= Material for this task =
########
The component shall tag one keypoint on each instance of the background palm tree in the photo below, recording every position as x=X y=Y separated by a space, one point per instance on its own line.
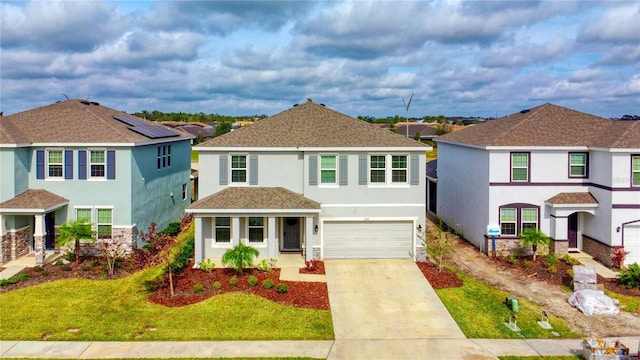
x=75 y=230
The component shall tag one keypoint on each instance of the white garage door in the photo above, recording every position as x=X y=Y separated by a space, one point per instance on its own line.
x=632 y=243
x=367 y=239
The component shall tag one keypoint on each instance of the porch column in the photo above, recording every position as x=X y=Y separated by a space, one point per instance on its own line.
x=39 y=235
x=308 y=238
x=272 y=240
x=199 y=241
x=235 y=231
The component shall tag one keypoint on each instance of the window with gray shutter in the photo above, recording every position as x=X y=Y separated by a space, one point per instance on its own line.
x=313 y=169
x=223 y=170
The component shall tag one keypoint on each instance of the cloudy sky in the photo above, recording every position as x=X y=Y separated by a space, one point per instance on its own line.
x=467 y=58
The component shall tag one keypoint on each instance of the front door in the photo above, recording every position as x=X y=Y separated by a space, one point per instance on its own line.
x=572 y=231
x=291 y=234
x=49 y=225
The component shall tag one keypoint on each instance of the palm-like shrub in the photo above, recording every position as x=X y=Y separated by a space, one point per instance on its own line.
x=75 y=230
x=240 y=257
x=534 y=238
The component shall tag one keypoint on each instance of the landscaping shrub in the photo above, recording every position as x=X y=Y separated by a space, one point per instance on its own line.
x=267 y=284
x=198 y=288
x=282 y=288
x=630 y=277
x=172 y=229
x=14 y=279
x=207 y=265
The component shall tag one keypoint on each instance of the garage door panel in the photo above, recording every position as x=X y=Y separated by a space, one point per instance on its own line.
x=367 y=239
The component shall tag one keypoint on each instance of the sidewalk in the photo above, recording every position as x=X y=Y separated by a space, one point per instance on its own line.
x=322 y=349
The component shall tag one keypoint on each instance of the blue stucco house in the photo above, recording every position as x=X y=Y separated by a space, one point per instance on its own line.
x=76 y=159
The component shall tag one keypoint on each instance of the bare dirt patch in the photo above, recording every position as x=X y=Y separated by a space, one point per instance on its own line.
x=535 y=285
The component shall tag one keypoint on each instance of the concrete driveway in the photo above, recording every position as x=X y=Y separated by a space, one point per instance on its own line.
x=386 y=309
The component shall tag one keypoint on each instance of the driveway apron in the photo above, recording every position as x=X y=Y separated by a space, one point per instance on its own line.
x=385 y=299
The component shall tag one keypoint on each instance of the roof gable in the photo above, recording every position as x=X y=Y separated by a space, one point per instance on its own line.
x=74 y=121
x=311 y=125
x=549 y=125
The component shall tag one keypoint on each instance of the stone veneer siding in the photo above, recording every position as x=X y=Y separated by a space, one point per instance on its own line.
x=15 y=244
x=598 y=250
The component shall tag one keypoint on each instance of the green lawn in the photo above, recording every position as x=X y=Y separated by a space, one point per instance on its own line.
x=117 y=310
x=480 y=312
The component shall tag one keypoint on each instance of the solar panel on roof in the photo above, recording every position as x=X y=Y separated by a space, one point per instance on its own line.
x=146 y=128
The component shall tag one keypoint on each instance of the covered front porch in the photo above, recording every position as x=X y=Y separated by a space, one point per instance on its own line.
x=273 y=220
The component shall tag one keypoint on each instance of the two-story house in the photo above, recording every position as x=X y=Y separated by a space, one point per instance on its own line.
x=313 y=181
x=76 y=159
x=573 y=175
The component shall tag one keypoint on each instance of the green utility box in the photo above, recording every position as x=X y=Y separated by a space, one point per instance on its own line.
x=512 y=303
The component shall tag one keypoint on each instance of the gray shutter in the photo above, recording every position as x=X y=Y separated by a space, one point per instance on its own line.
x=415 y=169
x=224 y=168
x=253 y=169
x=343 y=169
x=313 y=169
x=82 y=164
x=362 y=169
x=68 y=164
x=40 y=164
x=111 y=164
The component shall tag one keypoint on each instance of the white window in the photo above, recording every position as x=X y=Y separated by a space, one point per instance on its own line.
x=55 y=163
x=635 y=170
x=388 y=169
x=222 y=230
x=256 y=229
x=519 y=167
x=104 y=223
x=399 y=169
x=328 y=169
x=97 y=163
x=238 y=169
x=508 y=221
x=164 y=156
x=578 y=164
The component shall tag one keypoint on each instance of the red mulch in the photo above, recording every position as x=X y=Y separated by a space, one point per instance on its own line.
x=439 y=279
x=310 y=295
x=318 y=268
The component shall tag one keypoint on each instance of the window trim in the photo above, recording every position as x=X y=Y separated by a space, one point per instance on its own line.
x=518 y=207
x=48 y=164
x=586 y=165
x=164 y=156
x=632 y=172
x=215 y=226
x=246 y=170
x=528 y=167
x=98 y=224
x=263 y=227
x=335 y=170
x=90 y=164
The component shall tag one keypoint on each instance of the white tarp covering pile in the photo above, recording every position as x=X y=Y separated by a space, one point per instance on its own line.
x=593 y=302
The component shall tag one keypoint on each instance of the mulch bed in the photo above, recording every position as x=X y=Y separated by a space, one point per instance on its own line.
x=309 y=295
x=439 y=279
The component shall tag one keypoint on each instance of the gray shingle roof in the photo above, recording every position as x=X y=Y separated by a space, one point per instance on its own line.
x=70 y=121
x=311 y=125
x=271 y=198
x=35 y=199
x=550 y=125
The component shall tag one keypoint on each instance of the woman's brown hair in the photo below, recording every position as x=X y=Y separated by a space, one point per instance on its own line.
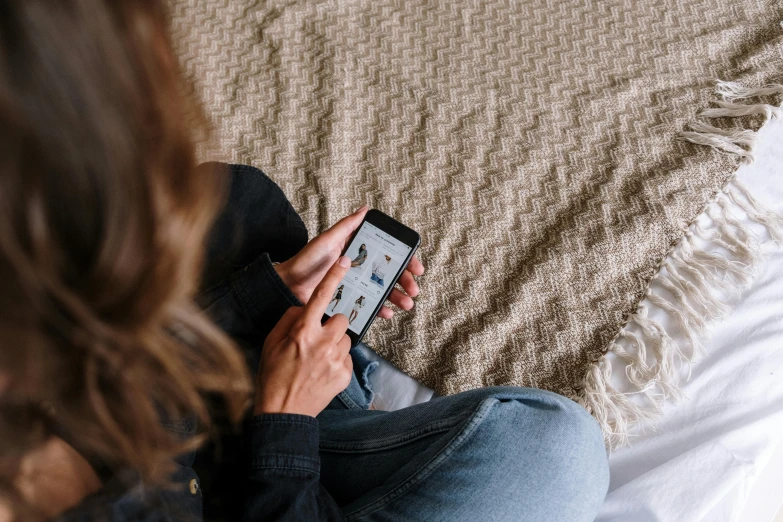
x=102 y=225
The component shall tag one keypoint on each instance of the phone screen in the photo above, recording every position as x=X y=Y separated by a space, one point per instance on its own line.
x=376 y=258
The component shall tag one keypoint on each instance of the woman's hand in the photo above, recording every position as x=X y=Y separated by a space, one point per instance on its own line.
x=305 y=270
x=304 y=364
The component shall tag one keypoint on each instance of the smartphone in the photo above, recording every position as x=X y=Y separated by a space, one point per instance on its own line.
x=379 y=251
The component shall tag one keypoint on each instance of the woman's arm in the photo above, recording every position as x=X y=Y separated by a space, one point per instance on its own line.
x=283 y=476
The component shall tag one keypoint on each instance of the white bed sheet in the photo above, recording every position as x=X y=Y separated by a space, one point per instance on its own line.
x=703 y=458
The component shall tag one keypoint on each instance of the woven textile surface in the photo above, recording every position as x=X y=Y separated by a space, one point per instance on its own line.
x=533 y=144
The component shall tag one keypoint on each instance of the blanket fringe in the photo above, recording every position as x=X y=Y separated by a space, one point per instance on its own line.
x=738 y=142
x=713 y=261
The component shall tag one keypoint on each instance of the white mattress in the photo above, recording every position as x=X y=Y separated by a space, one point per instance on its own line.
x=703 y=459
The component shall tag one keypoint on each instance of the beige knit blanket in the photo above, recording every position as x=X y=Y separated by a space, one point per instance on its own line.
x=537 y=147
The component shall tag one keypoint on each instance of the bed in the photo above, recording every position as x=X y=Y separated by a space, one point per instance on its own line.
x=707 y=458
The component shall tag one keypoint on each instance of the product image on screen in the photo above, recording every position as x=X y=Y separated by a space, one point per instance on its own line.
x=376 y=257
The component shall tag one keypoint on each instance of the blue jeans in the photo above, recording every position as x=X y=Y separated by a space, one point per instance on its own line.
x=491 y=454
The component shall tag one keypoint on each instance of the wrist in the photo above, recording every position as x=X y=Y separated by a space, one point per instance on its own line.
x=283 y=270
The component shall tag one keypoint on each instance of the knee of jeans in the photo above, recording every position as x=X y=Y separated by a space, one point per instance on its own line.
x=571 y=441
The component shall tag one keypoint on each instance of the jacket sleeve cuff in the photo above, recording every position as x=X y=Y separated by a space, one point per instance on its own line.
x=284 y=442
x=261 y=292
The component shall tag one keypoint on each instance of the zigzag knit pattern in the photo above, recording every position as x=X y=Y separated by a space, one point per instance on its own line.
x=532 y=143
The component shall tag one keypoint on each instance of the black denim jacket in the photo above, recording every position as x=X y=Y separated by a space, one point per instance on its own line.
x=270 y=470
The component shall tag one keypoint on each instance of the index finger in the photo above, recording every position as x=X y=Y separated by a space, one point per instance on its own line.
x=415 y=267
x=322 y=295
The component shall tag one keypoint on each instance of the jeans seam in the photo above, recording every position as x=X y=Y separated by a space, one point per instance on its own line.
x=391 y=442
x=479 y=414
x=348 y=401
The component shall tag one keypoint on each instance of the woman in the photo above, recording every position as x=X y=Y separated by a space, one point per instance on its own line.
x=358 y=305
x=110 y=375
x=337 y=296
x=360 y=258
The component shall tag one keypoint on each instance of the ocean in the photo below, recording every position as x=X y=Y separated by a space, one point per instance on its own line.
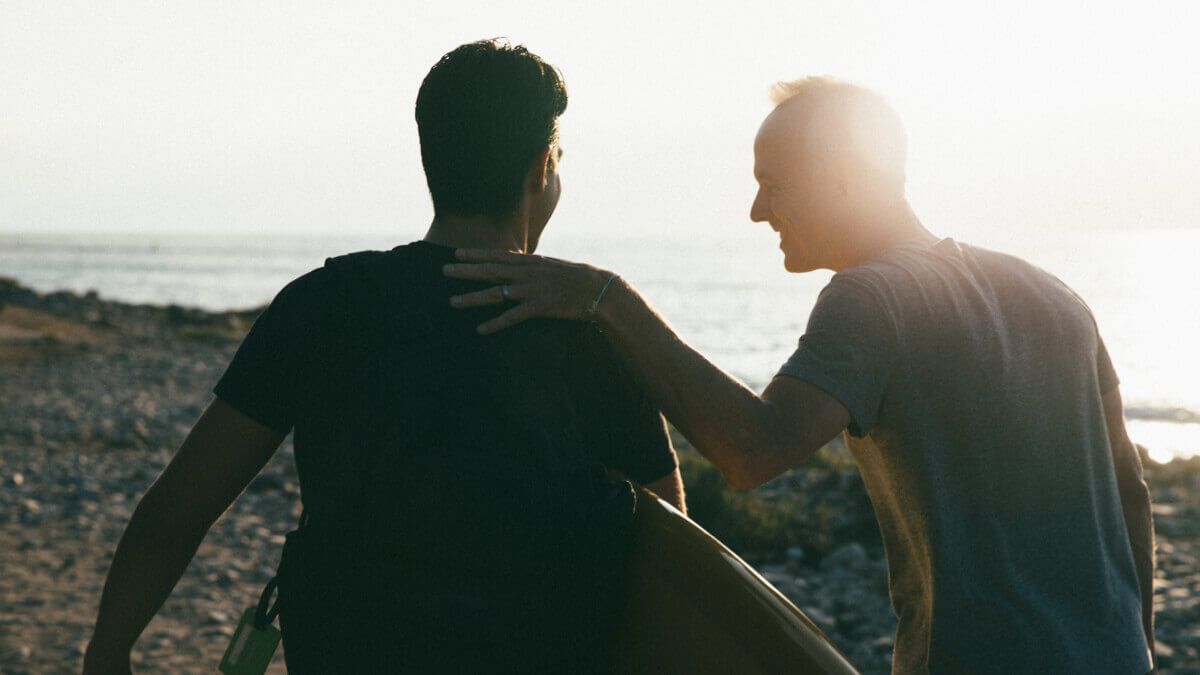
x=726 y=296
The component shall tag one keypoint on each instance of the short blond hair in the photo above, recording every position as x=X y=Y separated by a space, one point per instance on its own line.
x=862 y=121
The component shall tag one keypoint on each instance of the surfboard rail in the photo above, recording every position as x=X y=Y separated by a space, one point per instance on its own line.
x=696 y=607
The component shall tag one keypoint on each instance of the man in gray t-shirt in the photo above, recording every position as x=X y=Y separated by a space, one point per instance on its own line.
x=975 y=389
x=975 y=384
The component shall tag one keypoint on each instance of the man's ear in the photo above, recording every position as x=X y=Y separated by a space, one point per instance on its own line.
x=539 y=172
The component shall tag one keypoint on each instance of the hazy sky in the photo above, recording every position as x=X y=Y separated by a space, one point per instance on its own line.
x=297 y=117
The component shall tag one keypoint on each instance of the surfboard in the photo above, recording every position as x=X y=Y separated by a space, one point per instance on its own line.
########
= Given instruction =
Rewrite the entries from the line with "the white window" to the line with "x=519 y=167", including both, and add -127 to every coordinate in the answers.

= Solved problem =
The component shall tag one keypoint on each instance of the white window in the photo above, recording every position as x=X y=Y separated by a space, one point per instance on its own line.
x=-72 y=36
x=508 y=43
x=261 y=42
x=95 y=103
x=129 y=102
x=392 y=40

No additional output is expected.